What is being asked –
Write out the data below exactly as given, without any of its pictures.

Extracted information –

= = = =

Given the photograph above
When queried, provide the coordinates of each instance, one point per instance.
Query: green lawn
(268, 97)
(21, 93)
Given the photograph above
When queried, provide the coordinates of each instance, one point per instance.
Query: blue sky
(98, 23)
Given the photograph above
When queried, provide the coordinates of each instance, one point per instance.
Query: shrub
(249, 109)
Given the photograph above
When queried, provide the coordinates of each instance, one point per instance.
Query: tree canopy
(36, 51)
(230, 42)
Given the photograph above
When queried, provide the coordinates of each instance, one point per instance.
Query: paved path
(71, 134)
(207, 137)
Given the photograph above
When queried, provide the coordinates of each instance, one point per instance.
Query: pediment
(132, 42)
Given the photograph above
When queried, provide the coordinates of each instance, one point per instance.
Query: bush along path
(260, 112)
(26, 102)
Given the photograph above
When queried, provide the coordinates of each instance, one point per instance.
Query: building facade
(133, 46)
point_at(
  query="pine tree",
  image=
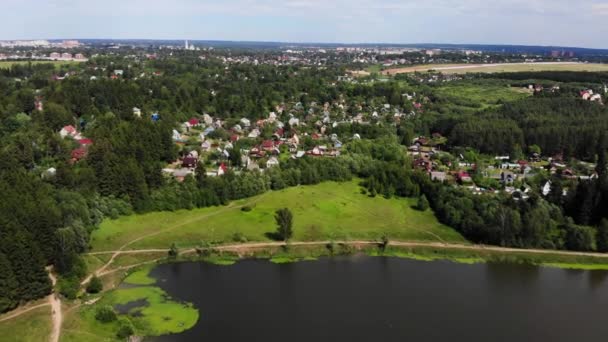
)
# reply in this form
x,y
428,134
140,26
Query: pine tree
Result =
x,y
8,285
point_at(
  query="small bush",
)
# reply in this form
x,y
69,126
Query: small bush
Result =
x,y
423,203
125,328
105,314
69,287
95,285
239,237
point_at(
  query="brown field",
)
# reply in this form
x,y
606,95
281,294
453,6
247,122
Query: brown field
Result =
x,y
492,68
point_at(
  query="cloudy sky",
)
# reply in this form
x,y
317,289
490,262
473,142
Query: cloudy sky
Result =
x,y
581,23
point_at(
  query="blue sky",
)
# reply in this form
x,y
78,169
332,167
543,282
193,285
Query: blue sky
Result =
x,y
581,23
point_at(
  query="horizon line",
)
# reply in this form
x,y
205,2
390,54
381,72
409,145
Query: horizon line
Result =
x,y
307,42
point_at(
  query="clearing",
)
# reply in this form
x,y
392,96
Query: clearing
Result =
x,y
502,67
321,212
32,326
8,64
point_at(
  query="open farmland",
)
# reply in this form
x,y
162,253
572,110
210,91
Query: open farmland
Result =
x,y
321,212
507,67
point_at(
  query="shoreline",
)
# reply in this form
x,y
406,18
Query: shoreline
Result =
x,y
414,250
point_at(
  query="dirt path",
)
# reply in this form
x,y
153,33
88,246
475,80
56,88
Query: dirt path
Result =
x,y
115,254
55,303
237,247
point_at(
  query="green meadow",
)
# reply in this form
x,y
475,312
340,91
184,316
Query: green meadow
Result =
x,y
321,212
33,326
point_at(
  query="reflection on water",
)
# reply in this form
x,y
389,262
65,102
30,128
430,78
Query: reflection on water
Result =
x,y
388,299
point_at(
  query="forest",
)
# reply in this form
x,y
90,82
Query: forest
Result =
x,y
46,217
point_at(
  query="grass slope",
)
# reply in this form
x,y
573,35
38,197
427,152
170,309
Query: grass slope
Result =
x,y
517,67
8,64
325,211
33,326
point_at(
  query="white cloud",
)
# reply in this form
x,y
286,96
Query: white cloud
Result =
x,y
600,9
549,22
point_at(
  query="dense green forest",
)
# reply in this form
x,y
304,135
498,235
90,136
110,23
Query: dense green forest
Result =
x,y
46,217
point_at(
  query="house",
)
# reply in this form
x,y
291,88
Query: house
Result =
x,y
268,146
245,122
254,133
79,154
438,176
507,177
546,190
222,169
194,122
272,117
464,177
85,142
69,131
208,130
252,166
272,162
257,152
176,136
189,162
294,122
49,173
207,119
206,146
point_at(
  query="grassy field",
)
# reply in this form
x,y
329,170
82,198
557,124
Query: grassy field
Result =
x,y
321,212
492,68
8,64
151,311
33,326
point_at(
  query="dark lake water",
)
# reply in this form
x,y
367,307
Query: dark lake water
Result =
x,y
388,299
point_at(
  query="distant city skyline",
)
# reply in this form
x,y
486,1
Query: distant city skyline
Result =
x,y
511,22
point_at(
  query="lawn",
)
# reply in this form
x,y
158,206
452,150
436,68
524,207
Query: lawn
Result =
x,y
321,212
8,64
151,311
492,68
32,326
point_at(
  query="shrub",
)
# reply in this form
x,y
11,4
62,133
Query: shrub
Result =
x,y
239,237
423,203
105,314
125,328
69,287
95,285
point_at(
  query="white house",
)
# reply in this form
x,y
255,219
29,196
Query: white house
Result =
x,y
207,119
137,112
547,188
294,122
245,122
272,162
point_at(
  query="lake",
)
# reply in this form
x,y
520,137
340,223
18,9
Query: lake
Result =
x,y
363,298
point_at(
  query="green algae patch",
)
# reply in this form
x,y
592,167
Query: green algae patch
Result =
x,y
221,260
140,277
153,312
585,267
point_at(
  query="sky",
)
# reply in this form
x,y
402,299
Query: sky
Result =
x,y
580,23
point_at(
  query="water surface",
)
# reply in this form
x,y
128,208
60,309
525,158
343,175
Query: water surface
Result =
x,y
388,299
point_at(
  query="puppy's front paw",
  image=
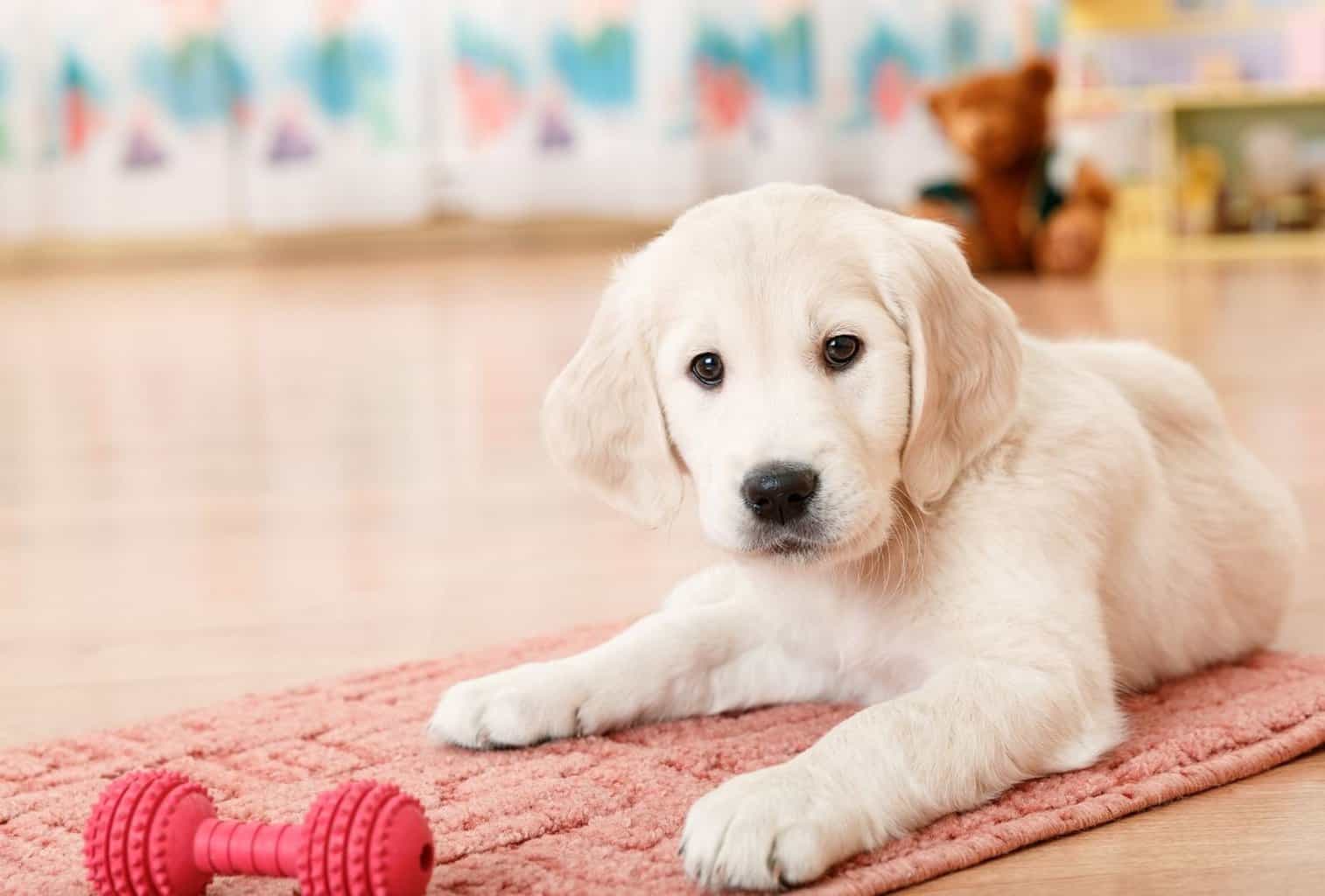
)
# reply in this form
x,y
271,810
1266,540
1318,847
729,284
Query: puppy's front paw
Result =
x,y
768,830
525,705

= = = =

Solved problem –
Given the photograph above
When queried, provide the coordinates of each instance, one point per instance.
Query: green lawn
(268, 97)
(21, 93)
Given the photograph above
When queried, provide the coordinates of each instance, one point per instance.
Query: blue sky
(98, 23)
Given the photograph above
When queried, provide the coordinates of each instance, one point per instance.
Query: shrub
(249, 109)
Given the photograph above
When queried, provide the coordinates of each instance, one point per instance.
Query: tree canopy
(36, 51)
(230, 42)
Given the photograph above
When queried, provide the coordinates of each instance, one point per instance.
Query: paved path
(71, 134)
(207, 137)
Given the photograph above
When queried, provide the coordinates of each instance, one point per instance.
Query: pediment
(132, 42)
Given the photograph above
When queried, provide the coordinates of each instance, one point per instance.
Query: bush along path
(260, 112)
(26, 102)
Given the photograph above
When queried, provide the coordinates of each instance, one point per instance.
Query: building facade
(133, 46)
point_at(
  query="pine tree",
  image=
)
# reply in this form
x,y
428,134
140,26
Query: pine tree
Result =
x,y
8,285
point_at(
  query="small bush",
)
# reply in this form
x,y
69,126
Query: small bush
Result =
x,y
423,203
125,328
105,314
69,287
95,285
239,237
point_at(
  query="brown field",
)
# reply in this form
x,y
606,95
281,294
453,6
247,122
Query: brown field
Result =
x,y
492,68
point_at(
  query="cloudy sky",
)
# reply in this form
x,y
317,289
490,262
473,142
Query: cloudy sky
Result =
x,y
581,23
point_at(
  query="blue sky",
)
# reply in this form
x,y
78,169
332,167
543,282
193,285
Query: blue sky
Result =
x,y
581,23
point_at(
  query="horizon line",
)
# reply in this form
x,y
205,2
390,54
381,72
409,145
Query: horizon line
Result =
x,y
307,42
point_at(
  query="clearing",
)
# reply in this form
x,y
392,96
Query: clearing
Result =
x,y
502,67
321,212
32,326
8,64
point_at(
  query="open farmland",
)
# reply in this form
x,y
162,253
572,110
210,91
Query: open farmland
Result =
x,y
321,212
507,67
point_at(
  query="shoreline",
)
# reply in this form
x,y
406,18
Query: shoreline
Result =
x,y
414,250
point_at(
  query="dirt path",
)
# reply in this form
x,y
153,33
88,246
475,80
56,88
Query: dirt path
Result =
x,y
115,254
55,303
237,247
point_at(
  query="green meadow",
)
# reply in this form
x,y
475,312
340,91
184,316
Query: green meadow
Result =
x,y
321,212
33,326
point_at(
  query="reflection on water",
)
# reply in this form
x,y
389,262
65,102
30,128
430,78
Query: reflection on water
Result =
x,y
388,299
point_at(
  query="forest",
)
# reply in this form
x,y
90,82
Query: forest
Result =
x,y
46,217
point_at(
  query="grass slope",
)
# reply in this form
x,y
573,35
38,197
427,152
170,309
Query: grass slope
Result =
x,y
517,67
8,64
325,211
33,326
point_at(
  query="white cloud",
)
# reply in this form
x,y
286,96
Query: white cloud
Result =
x,y
600,9
549,22
point_at(
  query="dense green forest",
)
# reply in this form
x,y
304,135
498,235
90,136
110,23
Query: dense green forest
Result =
x,y
46,217
point_at(
  query="house",
)
# reply in this form
x,y
291,88
Query: house
Result =
x,y
268,146
245,122
254,133
79,154
438,176
507,177
546,190
222,169
194,122
272,117
464,177
85,142
69,131
208,130
252,166
272,162
257,152
176,136
189,162
294,122
49,173
207,119
206,146
point_at(
  query="grassy field",
)
# reply in this form
x,y
329,170
82,198
557,124
Query: grassy field
Result =
x,y
321,212
492,68
8,64
151,311
33,326
point_at(
  query="dark lake water",
)
# reply in this form
x,y
367,307
Query: dark lake water
Result =
x,y
388,299
point_at(
  query="distant city skyline",
)
# reply in this form
x,y
486,1
Query: distant city skyline
Result =
x,y
511,22
point_at(
  query="lawn",
)
# reply in this form
x,y
158,206
452,150
436,68
524,207
Query: lawn
Result =
x,y
321,212
8,64
151,311
492,68
32,326
point_at(
  query="shrub",
)
# reply in this form
x,y
11,4
62,133
Query: shrub
Result =
x,y
239,237
423,203
105,314
125,328
69,287
95,285
point_at(
  query="white house",
)
# reply in this form
x,y
255,219
29,196
Query: white house
Result =
x,y
207,119
137,112
547,188
294,122
245,122
272,162
point_at(
  query="lake",
)
# reply in this form
x,y
520,137
340,223
18,9
Query: lake
Result =
x,y
363,298
point_at(
  query="green algae patch",
)
# reply in this form
x,y
592,167
Query: green algae patch
Result =
x,y
221,260
140,277
153,312
585,267
point_at(
  query="sky",
)
# reply in this form
x,y
402,299
Query: sky
Result =
x,y
580,23
point_at(
  query="water surface",
)
# reply in this form
x,y
128,208
60,309
525,158
343,175
Query: water surface
Result =
x,y
388,299
point_at(
  query="puppy's front paw",
  image=
)
# reply in this form
x,y
271,810
1266,540
1318,847
729,284
Query: puppy's front paw
Result =
x,y
768,830
525,705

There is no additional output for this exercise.